## Your instructions
In the records below, find the line containing "the cardboard box in the photo above."; give it again exactly, along with every line that follows, and nothing else.
Start of Dataset content
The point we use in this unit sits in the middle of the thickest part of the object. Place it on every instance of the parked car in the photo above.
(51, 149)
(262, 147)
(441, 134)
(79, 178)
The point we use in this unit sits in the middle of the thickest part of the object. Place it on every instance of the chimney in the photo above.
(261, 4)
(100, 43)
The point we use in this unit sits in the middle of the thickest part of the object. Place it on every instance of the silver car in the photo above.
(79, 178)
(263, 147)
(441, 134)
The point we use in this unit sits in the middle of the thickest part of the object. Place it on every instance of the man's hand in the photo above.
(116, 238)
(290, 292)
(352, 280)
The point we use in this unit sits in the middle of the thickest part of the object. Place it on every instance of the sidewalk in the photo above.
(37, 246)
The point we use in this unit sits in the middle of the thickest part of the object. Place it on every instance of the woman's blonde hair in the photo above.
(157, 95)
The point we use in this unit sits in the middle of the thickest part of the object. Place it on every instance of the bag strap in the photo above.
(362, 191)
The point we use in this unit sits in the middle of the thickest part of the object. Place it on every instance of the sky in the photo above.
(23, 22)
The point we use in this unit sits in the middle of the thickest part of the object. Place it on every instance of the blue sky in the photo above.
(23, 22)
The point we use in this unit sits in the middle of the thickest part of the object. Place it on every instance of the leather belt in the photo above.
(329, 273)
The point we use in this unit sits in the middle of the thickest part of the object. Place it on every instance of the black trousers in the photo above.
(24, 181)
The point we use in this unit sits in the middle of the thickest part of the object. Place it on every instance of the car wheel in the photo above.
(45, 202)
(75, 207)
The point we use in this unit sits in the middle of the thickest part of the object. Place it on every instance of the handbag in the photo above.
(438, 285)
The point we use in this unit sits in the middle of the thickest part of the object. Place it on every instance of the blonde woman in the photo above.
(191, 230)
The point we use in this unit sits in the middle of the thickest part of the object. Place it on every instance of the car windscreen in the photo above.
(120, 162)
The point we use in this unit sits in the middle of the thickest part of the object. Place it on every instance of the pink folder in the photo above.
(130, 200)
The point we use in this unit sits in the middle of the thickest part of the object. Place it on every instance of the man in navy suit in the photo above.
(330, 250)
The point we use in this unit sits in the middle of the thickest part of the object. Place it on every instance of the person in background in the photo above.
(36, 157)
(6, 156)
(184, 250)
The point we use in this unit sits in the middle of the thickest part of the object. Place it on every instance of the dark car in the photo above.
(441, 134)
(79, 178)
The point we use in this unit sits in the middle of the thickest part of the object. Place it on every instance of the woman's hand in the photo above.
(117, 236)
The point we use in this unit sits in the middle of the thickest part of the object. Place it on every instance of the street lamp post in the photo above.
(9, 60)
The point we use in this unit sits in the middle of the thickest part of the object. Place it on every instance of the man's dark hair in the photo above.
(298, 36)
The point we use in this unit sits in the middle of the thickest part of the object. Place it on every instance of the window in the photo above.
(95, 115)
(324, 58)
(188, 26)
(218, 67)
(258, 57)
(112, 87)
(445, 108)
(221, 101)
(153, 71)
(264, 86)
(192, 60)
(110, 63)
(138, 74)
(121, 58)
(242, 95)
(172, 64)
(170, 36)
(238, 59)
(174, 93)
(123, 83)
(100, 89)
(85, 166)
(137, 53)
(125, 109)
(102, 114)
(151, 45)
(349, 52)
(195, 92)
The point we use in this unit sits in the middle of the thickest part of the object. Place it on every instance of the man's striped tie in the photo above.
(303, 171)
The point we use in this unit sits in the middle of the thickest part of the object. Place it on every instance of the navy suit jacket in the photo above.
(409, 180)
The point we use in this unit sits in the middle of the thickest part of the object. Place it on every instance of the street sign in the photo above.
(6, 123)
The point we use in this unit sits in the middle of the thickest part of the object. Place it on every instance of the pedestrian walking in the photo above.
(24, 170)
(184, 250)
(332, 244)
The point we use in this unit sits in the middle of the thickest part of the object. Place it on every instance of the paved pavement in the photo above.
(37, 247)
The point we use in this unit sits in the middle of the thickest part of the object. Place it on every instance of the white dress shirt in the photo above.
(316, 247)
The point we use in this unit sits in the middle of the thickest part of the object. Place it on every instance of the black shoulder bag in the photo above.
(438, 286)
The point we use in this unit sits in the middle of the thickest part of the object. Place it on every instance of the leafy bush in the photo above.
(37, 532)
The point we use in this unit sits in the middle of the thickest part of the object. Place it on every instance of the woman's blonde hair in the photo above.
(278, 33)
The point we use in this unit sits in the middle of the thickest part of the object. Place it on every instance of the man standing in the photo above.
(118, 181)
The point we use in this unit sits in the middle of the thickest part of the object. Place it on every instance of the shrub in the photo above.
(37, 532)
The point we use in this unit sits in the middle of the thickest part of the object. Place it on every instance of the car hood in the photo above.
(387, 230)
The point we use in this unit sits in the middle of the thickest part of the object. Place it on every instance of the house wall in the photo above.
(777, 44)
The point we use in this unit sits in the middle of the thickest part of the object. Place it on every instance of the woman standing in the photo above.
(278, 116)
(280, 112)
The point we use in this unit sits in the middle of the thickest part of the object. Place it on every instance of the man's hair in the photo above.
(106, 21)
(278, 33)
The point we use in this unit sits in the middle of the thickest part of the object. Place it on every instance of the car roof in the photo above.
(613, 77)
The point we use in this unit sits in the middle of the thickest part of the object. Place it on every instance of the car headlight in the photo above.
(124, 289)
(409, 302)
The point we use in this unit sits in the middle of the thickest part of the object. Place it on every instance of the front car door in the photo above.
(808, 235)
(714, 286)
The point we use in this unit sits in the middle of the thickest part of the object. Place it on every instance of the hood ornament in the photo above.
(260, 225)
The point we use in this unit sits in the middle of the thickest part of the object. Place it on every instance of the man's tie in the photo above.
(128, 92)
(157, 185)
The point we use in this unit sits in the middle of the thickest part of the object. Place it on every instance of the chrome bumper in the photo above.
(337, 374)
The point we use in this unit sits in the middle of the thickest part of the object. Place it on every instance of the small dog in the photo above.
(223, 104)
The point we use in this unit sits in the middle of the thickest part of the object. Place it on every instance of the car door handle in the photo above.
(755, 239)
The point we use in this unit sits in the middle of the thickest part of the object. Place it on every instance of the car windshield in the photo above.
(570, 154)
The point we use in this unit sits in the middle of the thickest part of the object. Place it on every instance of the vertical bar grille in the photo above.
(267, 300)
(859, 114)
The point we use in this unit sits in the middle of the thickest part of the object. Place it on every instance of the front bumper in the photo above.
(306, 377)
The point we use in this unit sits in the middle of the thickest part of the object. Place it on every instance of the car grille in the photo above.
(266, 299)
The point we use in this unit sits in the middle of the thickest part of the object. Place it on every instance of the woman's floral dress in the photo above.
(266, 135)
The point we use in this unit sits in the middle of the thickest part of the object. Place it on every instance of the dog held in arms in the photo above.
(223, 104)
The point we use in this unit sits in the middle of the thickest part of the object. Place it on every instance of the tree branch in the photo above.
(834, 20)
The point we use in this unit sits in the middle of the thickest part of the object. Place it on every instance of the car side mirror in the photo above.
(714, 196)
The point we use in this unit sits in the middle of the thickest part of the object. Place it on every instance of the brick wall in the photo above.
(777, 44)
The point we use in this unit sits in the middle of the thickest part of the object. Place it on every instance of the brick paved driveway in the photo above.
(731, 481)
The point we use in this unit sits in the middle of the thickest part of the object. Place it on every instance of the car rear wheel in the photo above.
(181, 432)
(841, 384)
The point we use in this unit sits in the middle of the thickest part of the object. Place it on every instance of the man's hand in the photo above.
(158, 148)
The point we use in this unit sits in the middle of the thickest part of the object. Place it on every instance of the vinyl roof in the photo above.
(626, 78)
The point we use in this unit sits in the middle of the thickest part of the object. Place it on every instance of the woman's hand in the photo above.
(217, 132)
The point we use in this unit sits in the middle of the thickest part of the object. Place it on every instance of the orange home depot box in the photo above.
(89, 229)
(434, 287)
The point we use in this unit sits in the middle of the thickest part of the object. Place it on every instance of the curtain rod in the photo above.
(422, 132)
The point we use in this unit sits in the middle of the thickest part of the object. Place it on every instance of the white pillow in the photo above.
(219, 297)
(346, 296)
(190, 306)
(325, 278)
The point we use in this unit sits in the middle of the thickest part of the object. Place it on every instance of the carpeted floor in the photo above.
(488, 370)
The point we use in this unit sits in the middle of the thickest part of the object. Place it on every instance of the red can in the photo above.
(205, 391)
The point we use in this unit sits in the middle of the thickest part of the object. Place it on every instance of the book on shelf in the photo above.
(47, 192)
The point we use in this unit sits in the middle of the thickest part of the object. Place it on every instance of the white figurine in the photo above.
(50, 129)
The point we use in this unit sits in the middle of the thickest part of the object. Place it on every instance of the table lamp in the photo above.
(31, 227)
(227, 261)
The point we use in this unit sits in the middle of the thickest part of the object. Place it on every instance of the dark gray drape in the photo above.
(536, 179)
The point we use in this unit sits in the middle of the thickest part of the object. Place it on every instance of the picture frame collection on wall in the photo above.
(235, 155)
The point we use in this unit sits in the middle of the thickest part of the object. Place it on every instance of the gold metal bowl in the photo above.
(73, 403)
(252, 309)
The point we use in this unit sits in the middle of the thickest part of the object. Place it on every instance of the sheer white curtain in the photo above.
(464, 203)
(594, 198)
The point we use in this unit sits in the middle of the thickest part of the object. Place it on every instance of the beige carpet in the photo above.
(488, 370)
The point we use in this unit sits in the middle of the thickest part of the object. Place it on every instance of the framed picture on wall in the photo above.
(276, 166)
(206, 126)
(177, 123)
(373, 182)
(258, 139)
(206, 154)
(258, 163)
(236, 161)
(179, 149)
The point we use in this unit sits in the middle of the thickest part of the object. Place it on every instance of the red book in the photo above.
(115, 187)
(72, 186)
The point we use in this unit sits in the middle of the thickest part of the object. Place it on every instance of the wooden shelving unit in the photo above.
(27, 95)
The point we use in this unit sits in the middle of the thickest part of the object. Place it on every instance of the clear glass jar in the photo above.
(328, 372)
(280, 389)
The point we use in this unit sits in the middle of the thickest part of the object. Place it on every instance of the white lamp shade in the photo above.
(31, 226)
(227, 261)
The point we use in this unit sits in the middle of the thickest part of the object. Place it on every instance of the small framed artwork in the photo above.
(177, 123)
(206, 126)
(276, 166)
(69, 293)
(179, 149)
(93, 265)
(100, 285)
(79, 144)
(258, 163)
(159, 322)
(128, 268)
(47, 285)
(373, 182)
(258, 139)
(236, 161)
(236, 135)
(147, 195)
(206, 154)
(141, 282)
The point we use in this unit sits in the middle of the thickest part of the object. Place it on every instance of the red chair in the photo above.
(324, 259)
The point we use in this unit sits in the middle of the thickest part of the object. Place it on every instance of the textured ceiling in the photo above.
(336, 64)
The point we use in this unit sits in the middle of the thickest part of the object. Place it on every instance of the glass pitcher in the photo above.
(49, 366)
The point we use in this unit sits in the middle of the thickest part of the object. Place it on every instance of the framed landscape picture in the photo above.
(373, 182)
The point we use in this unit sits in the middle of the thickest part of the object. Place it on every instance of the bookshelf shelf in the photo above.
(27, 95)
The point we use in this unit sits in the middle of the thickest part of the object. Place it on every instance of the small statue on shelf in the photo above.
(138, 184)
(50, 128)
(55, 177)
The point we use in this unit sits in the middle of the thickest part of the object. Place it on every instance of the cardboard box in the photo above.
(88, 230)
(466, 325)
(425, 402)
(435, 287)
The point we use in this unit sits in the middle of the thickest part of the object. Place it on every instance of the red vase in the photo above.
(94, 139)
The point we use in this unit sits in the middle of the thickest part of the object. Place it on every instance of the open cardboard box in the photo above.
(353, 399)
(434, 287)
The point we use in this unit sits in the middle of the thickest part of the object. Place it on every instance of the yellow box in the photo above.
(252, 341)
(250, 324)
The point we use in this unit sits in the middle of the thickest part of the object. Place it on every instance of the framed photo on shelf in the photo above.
End of Dataset content
## Output for this exercise
The point we use in this unit sits in the middle of the thickest part of the object. Place it on every instance of the cardboard box in the photo above.
(88, 230)
(466, 325)
(425, 402)
(435, 287)
The point we use in this unit sits in the middle of the thickest part of the object. Place it on every instance of the red vase in the photo above.
(94, 139)
The point we use in this unit sits in the middle of the thickest part of the object. Place it on every instance of the open cardboard box in the photo above.
(353, 399)
(434, 287)
The point we use in this unit sits in the middle of the thickest part of the object. Place it on every instance of the yellow box in the photo above.
(252, 341)
(250, 324)
The point we use in this unit sits in the middle of the thickest part of the object. Place it on every instance of the framed photo on shelf in the photo above.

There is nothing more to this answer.